# Exercise goal
Copy the listing out exactly as shown.

# Record excerpts
^^^^

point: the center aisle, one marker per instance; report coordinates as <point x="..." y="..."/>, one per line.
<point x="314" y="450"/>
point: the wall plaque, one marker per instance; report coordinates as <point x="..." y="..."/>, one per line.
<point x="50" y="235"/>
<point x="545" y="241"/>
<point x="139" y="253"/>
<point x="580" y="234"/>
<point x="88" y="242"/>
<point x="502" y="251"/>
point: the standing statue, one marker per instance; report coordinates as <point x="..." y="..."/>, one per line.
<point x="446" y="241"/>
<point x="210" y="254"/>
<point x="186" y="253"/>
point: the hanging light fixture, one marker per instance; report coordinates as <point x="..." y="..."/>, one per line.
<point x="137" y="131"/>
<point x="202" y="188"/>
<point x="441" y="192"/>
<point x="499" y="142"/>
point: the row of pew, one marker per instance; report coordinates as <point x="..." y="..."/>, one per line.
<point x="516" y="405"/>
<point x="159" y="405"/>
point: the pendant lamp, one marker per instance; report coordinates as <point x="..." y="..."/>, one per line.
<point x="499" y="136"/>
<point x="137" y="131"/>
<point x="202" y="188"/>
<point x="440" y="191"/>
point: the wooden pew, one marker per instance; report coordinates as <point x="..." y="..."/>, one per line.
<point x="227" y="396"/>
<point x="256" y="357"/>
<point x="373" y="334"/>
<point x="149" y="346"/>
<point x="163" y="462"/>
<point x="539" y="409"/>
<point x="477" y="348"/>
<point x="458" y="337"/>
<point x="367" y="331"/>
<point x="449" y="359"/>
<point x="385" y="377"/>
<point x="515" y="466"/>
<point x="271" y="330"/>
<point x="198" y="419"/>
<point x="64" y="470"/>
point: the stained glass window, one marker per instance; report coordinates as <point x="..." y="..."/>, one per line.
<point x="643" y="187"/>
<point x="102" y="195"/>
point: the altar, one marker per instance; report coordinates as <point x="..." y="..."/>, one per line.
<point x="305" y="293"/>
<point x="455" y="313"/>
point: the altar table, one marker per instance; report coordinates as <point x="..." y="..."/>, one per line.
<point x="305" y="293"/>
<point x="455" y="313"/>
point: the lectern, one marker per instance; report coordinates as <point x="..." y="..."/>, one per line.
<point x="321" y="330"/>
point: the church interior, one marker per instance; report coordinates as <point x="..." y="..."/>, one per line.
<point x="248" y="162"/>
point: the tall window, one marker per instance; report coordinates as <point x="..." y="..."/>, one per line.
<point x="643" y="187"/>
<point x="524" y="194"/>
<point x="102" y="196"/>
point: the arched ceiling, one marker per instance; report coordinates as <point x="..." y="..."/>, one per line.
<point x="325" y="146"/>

^^^^

# Solution
point: the center aisle, one marker per instance; report coordinates as <point x="..." y="..."/>, one per line.
<point x="314" y="450"/>
point: the wall plaque, one marker per instance; report coordinates as <point x="..." y="..."/>, one per line.
<point x="50" y="235"/>
<point x="545" y="241"/>
<point x="139" y="253"/>
<point x="580" y="234"/>
<point x="88" y="242"/>
<point x="502" y="251"/>
point: the standing statue, one marker per instance; report coordinates as <point x="..." y="..."/>, one per line.
<point x="446" y="241"/>
<point x="210" y="254"/>
<point x="186" y="253"/>
point: the hanging light fixture, one marker per instance; report coordinates as <point x="..." y="..."/>, one per line.
<point x="137" y="131"/>
<point x="202" y="188"/>
<point x="441" y="192"/>
<point x="499" y="142"/>
point: the row of pew, one marker per instance; report coordinates as <point x="..." y="..."/>, one per line.
<point x="516" y="405"/>
<point x="159" y="405"/>
point: the pendant lamp, one marker per instance; report coordinates as <point x="..." y="..."/>, one per line.
<point x="499" y="136"/>
<point x="137" y="131"/>
<point x="202" y="188"/>
<point x="440" y="191"/>
point: the wooden pew, one marker per instance; report coordinates as <point x="..." y="..."/>, one per line.
<point x="227" y="396"/>
<point x="256" y="357"/>
<point x="373" y="334"/>
<point x="149" y="346"/>
<point x="163" y="462"/>
<point x="539" y="409"/>
<point x="477" y="348"/>
<point x="458" y="337"/>
<point x="367" y="331"/>
<point x="449" y="359"/>
<point x="385" y="377"/>
<point x="515" y="466"/>
<point x="271" y="330"/>
<point x="198" y="419"/>
<point x="64" y="470"/>
point: the stained glass window, one marker per instance; report coordinates as <point x="..." y="..."/>, one per line.
<point x="643" y="187"/>
<point x="102" y="195"/>
point: the altar, one marker per instance; report coordinates as <point x="..." y="..."/>, one per line.
<point x="305" y="293"/>
<point x="455" y="313"/>
point: the altar table, one marker per instance; report coordinates as <point x="..." y="..."/>, one per line.
<point x="305" y="293"/>
<point x="455" y="313"/>
point: the lectern, one marker per instance; report coordinates as <point x="..." y="..."/>, one per line.
<point x="321" y="330"/>
point: the church interior, one marker per instance; report coordinates as <point x="..." y="..."/>, one per line.
<point x="248" y="162"/>
point: the tall window, one marker per instance; report coordinates as <point x="..." y="..."/>, one per line.
<point x="643" y="187"/>
<point x="524" y="194"/>
<point x="102" y="196"/>
point: the arched ceiling, one marker per instance; report coordinates as <point x="..." y="..."/>, one per line.
<point x="325" y="146"/>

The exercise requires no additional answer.